Saved entries
* START *
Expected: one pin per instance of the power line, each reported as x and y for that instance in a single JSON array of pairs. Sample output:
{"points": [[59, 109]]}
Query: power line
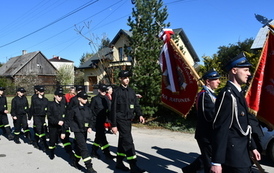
{"points": [[63, 17], [85, 20]]}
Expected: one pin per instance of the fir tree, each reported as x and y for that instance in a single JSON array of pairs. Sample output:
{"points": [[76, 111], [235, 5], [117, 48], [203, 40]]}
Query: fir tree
{"points": [[146, 22]]}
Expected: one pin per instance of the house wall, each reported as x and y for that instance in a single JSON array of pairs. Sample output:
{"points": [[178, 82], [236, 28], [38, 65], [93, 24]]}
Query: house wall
{"points": [[92, 77], [37, 66], [68, 65], [122, 41], [186, 53]]}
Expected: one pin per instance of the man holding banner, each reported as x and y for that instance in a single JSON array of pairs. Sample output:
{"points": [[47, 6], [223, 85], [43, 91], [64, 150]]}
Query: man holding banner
{"points": [[205, 104], [232, 143]]}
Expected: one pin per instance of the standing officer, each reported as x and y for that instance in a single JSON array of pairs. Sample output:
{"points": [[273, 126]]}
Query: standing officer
{"points": [[205, 104], [19, 111], [74, 100], [80, 122], [232, 142], [38, 110], [57, 128], [4, 122], [100, 104], [124, 105]]}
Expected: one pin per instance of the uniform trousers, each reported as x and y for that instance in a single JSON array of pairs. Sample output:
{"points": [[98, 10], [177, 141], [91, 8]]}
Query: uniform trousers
{"points": [[229, 169], [39, 122], [4, 123], [125, 142], [81, 148], [20, 122], [206, 154], [100, 136], [54, 135]]}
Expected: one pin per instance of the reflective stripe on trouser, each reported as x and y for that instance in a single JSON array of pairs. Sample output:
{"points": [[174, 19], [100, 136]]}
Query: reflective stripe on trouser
{"points": [[52, 147], [101, 147], [125, 142], [40, 135], [128, 158], [81, 148]]}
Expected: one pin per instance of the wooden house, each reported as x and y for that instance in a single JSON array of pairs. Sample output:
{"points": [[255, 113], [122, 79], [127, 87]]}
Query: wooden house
{"points": [[115, 57], [29, 69]]}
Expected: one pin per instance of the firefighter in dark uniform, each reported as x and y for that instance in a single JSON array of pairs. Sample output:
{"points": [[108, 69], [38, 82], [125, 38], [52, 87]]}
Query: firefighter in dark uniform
{"points": [[74, 100], [124, 105], [205, 105], [57, 125], [100, 104], [19, 113], [80, 122], [38, 110], [4, 122], [232, 143]]}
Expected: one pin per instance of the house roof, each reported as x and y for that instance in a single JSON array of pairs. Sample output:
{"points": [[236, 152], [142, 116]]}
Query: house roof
{"points": [[15, 64], [118, 35], [94, 60], [259, 41], [179, 31], [187, 43], [59, 59]]}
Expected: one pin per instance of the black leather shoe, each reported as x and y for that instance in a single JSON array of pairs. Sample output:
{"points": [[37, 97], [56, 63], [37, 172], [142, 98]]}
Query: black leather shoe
{"points": [[122, 167]]}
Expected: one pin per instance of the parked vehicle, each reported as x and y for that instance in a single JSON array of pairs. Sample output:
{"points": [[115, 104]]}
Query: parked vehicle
{"points": [[267, 142]]}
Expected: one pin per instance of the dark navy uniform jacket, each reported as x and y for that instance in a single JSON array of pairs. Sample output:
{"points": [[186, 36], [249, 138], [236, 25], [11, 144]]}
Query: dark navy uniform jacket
{"points": [[231, 129], [19, 106], [56, 112], [100, 104], [205, 105], [124, 104], [38, 106], [3, 104], [80, 118]]}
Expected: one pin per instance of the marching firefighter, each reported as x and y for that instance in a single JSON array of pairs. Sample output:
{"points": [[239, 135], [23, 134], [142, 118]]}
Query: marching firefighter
{"points": [[38, 110], [19, 113], [4, 122], [123, 106], [80, 122], [57, 129], [100, 104]]}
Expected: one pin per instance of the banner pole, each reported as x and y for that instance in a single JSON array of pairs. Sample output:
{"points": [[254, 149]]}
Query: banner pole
{"points": [[173, 44]]}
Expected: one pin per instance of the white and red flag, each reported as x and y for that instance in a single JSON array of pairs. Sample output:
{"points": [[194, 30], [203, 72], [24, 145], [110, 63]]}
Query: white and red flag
{"points": [[260, 96], [179, 84]]}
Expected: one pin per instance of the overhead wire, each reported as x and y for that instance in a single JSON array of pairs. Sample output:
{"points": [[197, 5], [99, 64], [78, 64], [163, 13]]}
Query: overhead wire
{"points": [[61, 18], [101, 11], [28, 18]]}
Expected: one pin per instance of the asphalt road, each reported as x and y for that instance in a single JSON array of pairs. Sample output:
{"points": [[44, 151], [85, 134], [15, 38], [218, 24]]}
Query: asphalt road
{"points": [[158, 151]]}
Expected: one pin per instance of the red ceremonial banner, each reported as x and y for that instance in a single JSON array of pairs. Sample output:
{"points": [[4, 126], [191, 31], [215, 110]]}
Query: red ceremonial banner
{"points": [[260, 96], [179, 86]]}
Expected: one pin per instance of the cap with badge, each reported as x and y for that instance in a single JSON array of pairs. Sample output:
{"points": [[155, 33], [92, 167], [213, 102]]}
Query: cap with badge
{"points": [[83, 95], [58, 92], [80, 87], [103, 88], [212, 74], [21, 89], [239, 61], [124, 73], [59, 87], [40, 89]]}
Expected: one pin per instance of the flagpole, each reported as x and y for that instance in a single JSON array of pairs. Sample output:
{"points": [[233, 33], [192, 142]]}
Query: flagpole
{"points": [[196, 75]]}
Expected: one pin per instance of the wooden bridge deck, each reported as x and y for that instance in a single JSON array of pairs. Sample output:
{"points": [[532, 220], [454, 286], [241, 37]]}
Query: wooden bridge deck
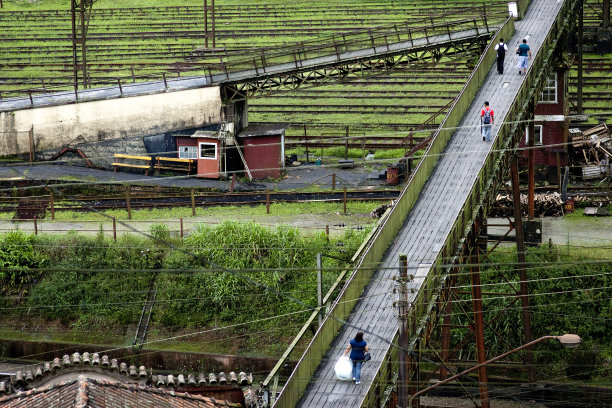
{"points": [[430, 220], [246, 75]]}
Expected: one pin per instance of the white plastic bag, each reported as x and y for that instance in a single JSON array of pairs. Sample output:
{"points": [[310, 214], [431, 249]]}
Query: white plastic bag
{"points": [[344, 368]]}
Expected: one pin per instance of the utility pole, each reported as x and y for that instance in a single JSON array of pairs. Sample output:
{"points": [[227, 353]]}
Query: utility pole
{"points": [[520, 251], [210, 9], [580, 41], [80, 11], [404, 307]]}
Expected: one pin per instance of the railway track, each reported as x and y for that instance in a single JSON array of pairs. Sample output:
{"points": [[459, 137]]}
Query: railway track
{"points": [[149, 201]]}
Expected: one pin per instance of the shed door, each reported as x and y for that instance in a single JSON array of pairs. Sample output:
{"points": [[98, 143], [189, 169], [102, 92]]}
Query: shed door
{"points": [[208, 159]]}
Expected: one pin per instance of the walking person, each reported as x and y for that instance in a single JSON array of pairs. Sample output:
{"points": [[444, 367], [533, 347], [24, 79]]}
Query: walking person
{"points": [[486, 120], [358, 347], [501, 49], [524, 53]]}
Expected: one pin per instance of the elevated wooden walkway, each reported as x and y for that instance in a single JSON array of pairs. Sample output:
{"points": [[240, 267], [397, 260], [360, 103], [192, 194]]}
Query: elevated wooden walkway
{"points": [[443, 201]]}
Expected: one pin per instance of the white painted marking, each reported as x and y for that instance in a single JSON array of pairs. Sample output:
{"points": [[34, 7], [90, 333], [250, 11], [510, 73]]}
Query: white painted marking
{"points": [[423, 269]]}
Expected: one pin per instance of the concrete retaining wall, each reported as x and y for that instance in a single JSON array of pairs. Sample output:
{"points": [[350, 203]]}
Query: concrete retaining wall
{"points": [[67, 125]]}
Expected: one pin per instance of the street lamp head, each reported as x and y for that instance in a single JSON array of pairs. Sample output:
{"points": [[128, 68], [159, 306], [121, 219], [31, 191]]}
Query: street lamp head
{"points": [[569, 340]]}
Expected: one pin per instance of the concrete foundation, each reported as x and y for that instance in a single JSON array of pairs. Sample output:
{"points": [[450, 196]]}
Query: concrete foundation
{"points": [[124, 118]]}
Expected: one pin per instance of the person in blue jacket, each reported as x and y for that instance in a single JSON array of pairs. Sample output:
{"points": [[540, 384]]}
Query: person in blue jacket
{"points": [[358, 347], [524, 53]]}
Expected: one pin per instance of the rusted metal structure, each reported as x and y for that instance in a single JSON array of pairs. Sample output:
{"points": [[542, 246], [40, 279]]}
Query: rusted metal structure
{"points": [[80, 11], [351, 56], [436, 249]]}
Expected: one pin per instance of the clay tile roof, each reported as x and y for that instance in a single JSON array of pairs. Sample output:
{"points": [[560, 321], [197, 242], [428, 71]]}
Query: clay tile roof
{"points": [[38, 375], [90, 393]]}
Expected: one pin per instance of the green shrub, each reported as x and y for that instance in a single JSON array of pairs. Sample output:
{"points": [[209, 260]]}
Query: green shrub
{"points": [[18, 260]]}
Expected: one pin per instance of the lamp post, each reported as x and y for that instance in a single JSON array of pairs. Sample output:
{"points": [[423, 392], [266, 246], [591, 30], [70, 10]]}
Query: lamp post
{"points": [[567, 340]]}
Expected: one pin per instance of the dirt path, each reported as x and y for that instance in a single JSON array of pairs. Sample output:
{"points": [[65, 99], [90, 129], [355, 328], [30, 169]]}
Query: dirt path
{"points": [[582, 231], [309, 223], [561, 231]]}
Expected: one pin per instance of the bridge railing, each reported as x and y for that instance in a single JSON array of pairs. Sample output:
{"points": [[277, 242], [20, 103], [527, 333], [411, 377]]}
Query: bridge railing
{"points": [[432, 284], [508, 137], [380, 241], [341, 47]]}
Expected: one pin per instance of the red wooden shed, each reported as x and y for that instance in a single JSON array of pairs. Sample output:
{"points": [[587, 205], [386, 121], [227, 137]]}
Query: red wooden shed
{"points": [[264, 150], [207, 148], [551, 127]]}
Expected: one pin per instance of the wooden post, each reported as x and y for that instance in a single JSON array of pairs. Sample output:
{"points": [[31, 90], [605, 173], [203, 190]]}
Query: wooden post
{"points": [[31, 140], [531, 167], [363, 148], [346, 145], [520, 250], [306, 143], [52, 205], [193, 202], [402, 378], [478, 318], [559, 172], [320, 286], [233, 183], [128, 201], [580, 46]]}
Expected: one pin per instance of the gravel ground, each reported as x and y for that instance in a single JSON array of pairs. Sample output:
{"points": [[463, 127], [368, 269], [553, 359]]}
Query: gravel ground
{"points": [[297, 177], [582, 231], [444, 402]]}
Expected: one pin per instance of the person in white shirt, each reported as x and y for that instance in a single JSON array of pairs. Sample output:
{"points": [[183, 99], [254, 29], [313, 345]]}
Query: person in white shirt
{"points": [[501, 49]]}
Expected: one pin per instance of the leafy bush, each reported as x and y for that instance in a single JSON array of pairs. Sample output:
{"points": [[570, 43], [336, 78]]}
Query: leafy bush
{"points": [[18, 261]]}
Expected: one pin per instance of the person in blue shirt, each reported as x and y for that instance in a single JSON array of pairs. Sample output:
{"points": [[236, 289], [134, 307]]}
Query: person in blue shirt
{"points": [[524, 53], [358, 347]]}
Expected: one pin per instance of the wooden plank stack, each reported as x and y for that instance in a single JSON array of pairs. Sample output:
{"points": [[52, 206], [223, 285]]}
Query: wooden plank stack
{"points": [[545, 204], [593, 150]]}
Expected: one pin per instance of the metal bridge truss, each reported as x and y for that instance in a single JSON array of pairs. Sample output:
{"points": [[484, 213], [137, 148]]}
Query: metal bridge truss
{"points": [[502, 164], [263, 82]]}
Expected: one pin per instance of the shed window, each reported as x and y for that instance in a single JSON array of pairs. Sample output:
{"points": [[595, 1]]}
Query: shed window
{"points": [[208, 151], [549, 94], [538, 135], [188, 152]]}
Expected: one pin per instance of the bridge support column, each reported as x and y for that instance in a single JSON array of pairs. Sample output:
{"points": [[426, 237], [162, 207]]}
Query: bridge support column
{"points": [[531, 162], [446, 325], [478, 318], [520, 250]]}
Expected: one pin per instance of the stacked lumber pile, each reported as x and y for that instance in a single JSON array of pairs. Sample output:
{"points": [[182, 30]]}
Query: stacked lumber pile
{"points": [[546, 204], [593, 151]]}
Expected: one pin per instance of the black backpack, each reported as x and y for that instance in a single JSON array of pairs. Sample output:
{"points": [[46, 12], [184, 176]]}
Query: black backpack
{"points": [[486, 118]]}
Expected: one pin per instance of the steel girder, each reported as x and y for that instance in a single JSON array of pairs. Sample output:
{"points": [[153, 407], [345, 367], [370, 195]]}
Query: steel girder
{"points": [[341, 70], [501, 170]]}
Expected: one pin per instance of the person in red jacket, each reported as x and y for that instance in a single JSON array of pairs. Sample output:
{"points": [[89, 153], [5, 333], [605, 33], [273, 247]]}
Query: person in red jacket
{"points": [[486, 120]]}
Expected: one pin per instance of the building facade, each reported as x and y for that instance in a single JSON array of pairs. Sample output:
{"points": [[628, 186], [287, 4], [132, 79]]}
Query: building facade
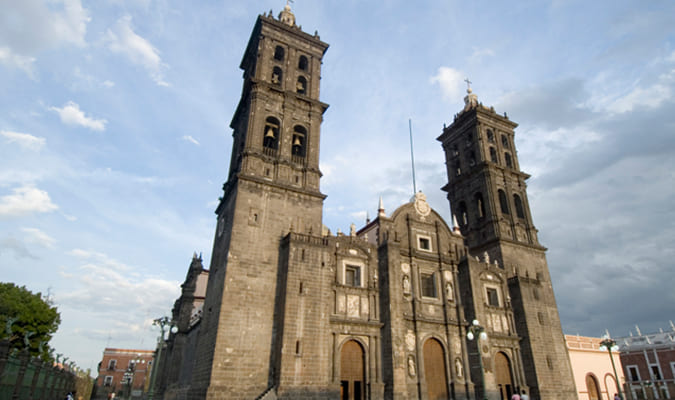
* END *
Objective →
Select every line in the items above that contains the word "asphalt", and copy those lines.

The response →
Expected: one pin per instance of the asphalt road, each reported as x and y for that instance in a single JSON array of pairs. Sample output:
Query: asphalt road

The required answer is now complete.